__To do__: Count the lines in the material below that contain the string "bush", and reply with only that number.

* Begin Dataset *

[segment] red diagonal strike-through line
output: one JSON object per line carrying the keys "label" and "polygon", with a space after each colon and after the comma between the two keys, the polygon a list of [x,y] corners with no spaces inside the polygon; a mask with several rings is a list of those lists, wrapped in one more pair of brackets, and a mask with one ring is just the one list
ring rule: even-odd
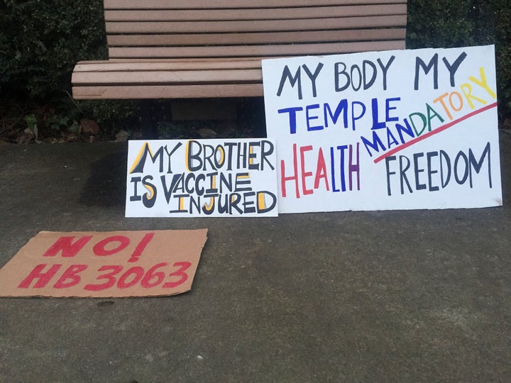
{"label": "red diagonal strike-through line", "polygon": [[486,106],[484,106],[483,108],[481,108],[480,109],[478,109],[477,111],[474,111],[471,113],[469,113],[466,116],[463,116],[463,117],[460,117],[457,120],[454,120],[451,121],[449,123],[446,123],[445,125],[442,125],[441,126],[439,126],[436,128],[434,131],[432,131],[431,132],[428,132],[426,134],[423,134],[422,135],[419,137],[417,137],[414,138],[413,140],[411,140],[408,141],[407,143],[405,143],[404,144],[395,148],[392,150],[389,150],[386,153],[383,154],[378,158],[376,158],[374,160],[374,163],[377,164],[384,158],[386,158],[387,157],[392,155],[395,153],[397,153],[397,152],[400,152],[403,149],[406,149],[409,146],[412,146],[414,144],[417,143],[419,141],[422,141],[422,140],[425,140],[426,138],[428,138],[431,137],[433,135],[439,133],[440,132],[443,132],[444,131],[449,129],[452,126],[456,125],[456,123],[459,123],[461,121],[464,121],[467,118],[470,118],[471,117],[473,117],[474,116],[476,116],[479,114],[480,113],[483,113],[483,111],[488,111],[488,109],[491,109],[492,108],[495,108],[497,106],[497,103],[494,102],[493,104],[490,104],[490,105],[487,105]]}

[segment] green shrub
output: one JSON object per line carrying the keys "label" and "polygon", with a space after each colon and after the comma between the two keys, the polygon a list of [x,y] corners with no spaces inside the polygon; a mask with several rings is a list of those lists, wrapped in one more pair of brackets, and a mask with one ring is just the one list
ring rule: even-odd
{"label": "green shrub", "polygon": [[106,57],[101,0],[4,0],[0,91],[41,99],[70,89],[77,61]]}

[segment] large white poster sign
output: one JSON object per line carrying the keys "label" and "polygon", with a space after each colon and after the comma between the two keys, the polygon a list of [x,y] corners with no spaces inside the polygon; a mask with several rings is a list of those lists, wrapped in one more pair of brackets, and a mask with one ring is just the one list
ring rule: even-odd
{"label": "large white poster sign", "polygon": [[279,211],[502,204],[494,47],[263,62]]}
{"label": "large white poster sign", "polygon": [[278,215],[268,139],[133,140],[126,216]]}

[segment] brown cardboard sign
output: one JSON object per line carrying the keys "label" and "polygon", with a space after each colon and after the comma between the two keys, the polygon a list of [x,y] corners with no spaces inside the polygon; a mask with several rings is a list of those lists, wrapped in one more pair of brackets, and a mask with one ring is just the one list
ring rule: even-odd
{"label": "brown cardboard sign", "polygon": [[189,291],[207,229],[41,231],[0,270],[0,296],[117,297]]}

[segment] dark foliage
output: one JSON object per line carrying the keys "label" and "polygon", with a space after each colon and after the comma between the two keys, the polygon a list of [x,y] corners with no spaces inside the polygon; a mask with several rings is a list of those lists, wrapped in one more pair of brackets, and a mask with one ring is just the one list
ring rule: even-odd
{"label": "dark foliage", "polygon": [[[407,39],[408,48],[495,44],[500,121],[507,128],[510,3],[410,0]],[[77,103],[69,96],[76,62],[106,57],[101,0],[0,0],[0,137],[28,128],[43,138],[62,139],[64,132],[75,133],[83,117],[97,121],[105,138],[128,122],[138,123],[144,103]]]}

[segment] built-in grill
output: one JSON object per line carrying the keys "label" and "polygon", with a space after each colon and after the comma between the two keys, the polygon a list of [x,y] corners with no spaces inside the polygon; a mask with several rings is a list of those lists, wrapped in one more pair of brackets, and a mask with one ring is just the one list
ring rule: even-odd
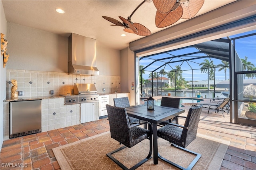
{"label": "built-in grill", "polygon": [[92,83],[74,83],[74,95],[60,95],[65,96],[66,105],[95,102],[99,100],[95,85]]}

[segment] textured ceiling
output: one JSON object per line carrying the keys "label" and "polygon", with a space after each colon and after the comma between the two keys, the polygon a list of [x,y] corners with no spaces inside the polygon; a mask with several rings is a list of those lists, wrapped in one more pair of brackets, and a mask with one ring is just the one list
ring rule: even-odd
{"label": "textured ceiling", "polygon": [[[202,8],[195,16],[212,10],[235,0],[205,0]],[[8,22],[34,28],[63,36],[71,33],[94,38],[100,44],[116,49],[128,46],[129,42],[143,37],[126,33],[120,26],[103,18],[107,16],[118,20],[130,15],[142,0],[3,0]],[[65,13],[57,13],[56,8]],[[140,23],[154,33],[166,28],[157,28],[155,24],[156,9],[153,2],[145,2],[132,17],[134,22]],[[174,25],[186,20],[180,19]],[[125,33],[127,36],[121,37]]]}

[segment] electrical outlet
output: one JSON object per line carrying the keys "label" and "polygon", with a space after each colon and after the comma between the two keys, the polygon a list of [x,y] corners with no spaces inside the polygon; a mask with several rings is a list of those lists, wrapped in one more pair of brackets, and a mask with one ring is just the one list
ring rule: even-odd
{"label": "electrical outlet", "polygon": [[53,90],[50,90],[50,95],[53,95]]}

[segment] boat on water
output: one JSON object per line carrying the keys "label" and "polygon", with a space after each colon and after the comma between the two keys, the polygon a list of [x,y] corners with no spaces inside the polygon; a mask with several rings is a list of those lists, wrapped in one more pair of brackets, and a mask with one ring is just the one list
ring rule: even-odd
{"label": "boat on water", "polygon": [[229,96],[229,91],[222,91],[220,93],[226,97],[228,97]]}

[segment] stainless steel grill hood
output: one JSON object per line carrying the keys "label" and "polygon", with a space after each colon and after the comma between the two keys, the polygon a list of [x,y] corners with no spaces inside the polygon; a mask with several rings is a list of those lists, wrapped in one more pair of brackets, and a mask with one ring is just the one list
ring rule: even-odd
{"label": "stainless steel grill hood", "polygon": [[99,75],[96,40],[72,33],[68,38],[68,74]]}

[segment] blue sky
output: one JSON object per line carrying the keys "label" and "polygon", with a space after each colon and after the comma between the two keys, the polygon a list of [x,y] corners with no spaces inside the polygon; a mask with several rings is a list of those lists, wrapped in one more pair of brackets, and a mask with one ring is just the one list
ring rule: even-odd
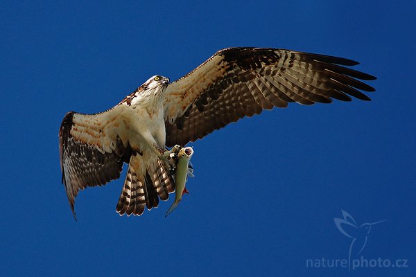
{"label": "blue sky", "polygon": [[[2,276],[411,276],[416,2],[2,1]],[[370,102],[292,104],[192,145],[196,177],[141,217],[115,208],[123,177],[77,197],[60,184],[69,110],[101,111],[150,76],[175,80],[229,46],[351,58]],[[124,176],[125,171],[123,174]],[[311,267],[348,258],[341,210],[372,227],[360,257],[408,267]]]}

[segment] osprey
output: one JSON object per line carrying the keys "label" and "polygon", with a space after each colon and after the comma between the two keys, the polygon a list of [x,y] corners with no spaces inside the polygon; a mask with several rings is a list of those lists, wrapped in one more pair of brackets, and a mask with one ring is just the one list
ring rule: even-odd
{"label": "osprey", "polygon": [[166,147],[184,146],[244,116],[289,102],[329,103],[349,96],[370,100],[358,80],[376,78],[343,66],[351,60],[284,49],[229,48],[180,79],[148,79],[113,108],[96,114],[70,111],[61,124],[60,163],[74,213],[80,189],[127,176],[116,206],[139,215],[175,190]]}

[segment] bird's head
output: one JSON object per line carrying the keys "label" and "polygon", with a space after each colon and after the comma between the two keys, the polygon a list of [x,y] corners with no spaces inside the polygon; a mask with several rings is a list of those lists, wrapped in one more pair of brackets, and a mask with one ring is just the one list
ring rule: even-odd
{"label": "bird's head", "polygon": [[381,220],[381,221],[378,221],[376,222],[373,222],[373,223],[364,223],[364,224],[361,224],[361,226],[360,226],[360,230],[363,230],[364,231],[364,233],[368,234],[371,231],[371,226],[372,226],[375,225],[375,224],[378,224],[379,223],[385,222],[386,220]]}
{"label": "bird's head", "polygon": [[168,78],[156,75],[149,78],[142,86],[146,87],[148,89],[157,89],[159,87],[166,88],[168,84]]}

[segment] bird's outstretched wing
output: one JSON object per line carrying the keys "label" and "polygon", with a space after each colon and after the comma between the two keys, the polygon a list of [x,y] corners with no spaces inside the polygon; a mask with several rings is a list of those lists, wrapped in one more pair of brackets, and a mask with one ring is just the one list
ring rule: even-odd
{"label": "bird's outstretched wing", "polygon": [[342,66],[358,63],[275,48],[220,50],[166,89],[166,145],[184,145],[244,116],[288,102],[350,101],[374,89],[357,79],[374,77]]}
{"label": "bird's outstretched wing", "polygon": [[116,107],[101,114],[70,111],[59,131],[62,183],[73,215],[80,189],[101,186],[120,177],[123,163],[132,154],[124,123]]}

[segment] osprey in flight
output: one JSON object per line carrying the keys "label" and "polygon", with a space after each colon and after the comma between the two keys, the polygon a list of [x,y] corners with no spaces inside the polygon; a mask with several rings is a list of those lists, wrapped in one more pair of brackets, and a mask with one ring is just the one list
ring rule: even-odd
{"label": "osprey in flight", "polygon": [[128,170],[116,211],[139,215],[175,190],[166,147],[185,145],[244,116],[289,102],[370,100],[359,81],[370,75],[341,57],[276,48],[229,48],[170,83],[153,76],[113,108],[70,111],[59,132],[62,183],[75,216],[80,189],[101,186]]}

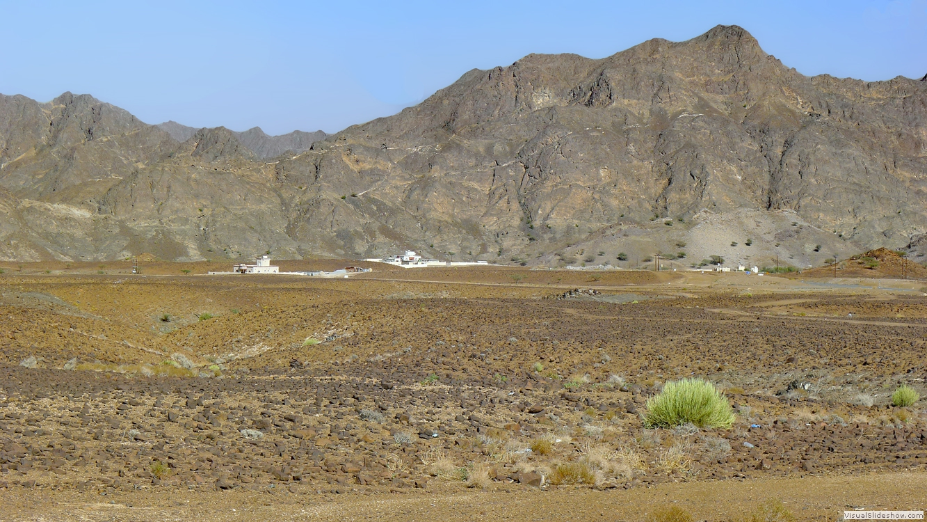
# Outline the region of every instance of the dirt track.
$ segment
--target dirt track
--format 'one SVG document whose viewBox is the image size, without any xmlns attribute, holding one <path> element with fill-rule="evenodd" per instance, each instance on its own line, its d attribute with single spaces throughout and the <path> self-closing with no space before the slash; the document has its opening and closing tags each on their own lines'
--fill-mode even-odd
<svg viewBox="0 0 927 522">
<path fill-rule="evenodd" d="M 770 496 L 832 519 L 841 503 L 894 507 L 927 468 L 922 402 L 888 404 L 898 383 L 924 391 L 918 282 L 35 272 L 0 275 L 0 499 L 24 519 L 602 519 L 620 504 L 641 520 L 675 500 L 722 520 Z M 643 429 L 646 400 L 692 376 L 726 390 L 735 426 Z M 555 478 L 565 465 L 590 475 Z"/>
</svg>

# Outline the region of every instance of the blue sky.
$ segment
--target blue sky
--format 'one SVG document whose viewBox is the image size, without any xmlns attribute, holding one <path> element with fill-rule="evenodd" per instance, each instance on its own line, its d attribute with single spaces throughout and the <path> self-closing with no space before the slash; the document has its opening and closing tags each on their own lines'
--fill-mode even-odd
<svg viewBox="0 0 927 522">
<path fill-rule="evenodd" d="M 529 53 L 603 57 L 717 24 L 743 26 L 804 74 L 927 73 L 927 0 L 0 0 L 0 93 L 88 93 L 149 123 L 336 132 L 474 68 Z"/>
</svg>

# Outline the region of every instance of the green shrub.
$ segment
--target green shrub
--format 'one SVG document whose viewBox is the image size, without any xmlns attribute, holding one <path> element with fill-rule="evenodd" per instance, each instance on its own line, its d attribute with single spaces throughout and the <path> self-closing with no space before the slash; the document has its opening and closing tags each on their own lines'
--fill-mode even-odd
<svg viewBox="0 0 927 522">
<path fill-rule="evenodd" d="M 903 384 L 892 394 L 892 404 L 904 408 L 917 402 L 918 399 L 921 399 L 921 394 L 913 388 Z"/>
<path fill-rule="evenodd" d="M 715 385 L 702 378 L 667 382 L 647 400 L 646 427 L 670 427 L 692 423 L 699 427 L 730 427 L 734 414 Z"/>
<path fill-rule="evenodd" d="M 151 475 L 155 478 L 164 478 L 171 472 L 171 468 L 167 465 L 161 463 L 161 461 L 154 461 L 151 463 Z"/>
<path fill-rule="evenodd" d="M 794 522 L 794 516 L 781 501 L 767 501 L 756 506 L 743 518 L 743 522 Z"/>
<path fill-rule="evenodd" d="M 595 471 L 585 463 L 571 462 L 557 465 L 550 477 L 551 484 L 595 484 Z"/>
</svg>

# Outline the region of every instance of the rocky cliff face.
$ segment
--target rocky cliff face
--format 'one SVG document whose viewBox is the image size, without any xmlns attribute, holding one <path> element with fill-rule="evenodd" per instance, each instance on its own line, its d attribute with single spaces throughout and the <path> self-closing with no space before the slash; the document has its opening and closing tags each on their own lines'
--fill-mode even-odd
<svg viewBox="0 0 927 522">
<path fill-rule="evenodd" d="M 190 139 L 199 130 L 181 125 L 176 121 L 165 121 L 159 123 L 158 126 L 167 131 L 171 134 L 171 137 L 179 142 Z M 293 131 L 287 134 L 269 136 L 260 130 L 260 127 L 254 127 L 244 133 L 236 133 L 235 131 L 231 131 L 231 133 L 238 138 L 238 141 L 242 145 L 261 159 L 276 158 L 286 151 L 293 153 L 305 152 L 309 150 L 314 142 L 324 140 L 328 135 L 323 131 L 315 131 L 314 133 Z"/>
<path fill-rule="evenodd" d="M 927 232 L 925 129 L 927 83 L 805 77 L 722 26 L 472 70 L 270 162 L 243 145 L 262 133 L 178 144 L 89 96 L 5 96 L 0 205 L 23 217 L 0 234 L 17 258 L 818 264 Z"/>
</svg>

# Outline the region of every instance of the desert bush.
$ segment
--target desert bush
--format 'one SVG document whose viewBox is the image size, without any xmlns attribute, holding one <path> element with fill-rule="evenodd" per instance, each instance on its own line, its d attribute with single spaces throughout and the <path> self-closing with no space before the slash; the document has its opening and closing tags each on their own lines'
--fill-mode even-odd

* End Dataset *

__Task solution__: 2